Ce jour, la République Démocratique du Congo, l’Afrique et le monde intellectuel viennent de perdre un monument. Valentin Yves Mudimbe, philosophe, écrivain et penseur hors pair, s’est éteint aux États-Unis, laissant derrière lui une œuvre aussi dense que subversive, une parole aussi lucide qu’indomptable.
Né en 1941 à Jadotville (actuelle Likasi), en RDC, Valentin Yves Mudimbe fut l’un des intellectuels africains les plus influents du XXᵉ et du XXIᵉ siècle. Professeur émérite à l’Université Duke, anthropologue, linguiste et romancier, il a marqué les sciences humaines par sa critique radicale des épistémologies coloniales et sa déconstruction des discours dominants sur l’Afrique.

**Consigne 1**
Repérez dans les enregistrements toutes les lignes contenant le mot « ladder » et recopiez-les, en respectant la casse.

**Informations extraites**
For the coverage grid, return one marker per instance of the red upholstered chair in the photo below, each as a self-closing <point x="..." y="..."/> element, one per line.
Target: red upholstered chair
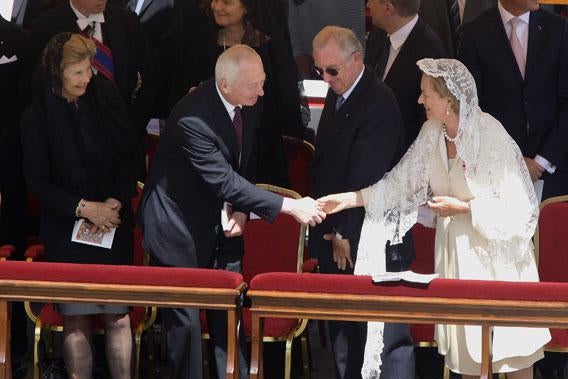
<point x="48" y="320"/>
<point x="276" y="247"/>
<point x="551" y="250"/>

==

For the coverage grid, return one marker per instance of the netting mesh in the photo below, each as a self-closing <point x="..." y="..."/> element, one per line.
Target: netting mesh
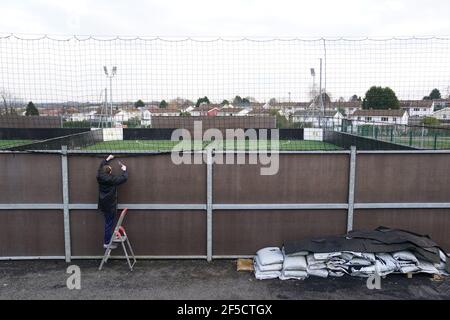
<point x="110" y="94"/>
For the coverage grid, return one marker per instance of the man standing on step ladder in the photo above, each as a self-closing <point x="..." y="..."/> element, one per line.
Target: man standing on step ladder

==

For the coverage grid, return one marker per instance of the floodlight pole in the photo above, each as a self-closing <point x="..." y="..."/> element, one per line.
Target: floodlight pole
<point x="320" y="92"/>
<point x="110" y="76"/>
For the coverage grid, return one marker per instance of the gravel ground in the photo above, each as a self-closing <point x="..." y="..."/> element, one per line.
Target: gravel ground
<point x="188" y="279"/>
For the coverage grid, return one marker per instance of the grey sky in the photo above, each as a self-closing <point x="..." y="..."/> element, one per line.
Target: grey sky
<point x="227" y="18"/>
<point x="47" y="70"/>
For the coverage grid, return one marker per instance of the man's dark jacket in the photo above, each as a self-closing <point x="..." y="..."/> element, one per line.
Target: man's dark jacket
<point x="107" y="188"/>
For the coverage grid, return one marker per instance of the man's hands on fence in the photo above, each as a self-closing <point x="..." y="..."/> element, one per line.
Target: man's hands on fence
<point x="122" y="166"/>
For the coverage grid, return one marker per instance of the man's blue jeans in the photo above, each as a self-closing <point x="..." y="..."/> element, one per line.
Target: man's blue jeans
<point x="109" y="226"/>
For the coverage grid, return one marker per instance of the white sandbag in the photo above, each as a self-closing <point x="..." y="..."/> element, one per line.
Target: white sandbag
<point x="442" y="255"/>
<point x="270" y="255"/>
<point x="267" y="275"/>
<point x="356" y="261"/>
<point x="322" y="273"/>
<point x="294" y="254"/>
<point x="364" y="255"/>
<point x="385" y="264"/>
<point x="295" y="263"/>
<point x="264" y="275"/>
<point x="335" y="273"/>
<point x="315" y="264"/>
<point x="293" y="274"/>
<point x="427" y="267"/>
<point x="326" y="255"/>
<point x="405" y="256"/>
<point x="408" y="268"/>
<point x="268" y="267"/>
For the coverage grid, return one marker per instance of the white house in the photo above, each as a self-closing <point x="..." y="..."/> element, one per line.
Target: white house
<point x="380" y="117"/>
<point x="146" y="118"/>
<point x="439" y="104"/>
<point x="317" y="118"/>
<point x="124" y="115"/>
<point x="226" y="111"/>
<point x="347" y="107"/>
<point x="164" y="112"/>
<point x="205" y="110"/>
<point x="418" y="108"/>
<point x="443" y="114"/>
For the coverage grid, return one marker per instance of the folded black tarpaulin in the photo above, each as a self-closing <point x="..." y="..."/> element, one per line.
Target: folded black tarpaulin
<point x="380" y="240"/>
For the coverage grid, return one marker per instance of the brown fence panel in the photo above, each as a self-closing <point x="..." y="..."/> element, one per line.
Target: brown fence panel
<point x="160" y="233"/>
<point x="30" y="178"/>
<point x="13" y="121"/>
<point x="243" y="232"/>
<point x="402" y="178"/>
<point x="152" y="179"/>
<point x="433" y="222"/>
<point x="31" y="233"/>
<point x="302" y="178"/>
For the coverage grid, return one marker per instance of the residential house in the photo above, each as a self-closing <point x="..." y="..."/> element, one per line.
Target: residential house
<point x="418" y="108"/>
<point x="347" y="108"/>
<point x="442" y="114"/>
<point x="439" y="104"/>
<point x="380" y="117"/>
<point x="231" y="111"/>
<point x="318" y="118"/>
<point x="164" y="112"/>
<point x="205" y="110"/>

**Consigne 2**
Veuillez reproduire mot pour mot le passage du texte sur Valentin Yves Mudimbe qui commence par « Né en 1941 à » et se poursuit jusqu'à « dominants sur l’Afrique. ».

**Corrigé 1**
For the coverage grid, return one marker per instance of the man standing on step ladder in the photo above, each as a self-closing <point x="..." y="..."/> element, one per line.
Target: man standing on step ladder

**Corrigé 2**
Né en 1941 à Jadotville (actuelle Likasi), en RDC, Valentin Yves Mudimbe fut l’un des intellectuels africains les plus influents du XXᵉ et du XXIᵉ siècle. Professeur émérite à l’Université Duke, anthropologue, linguiste et romancier, il a marqué les sciences humaines par sa critique radicale des épistémologies coloniales et sa déconstruction des discours dominants sur l’Afrique.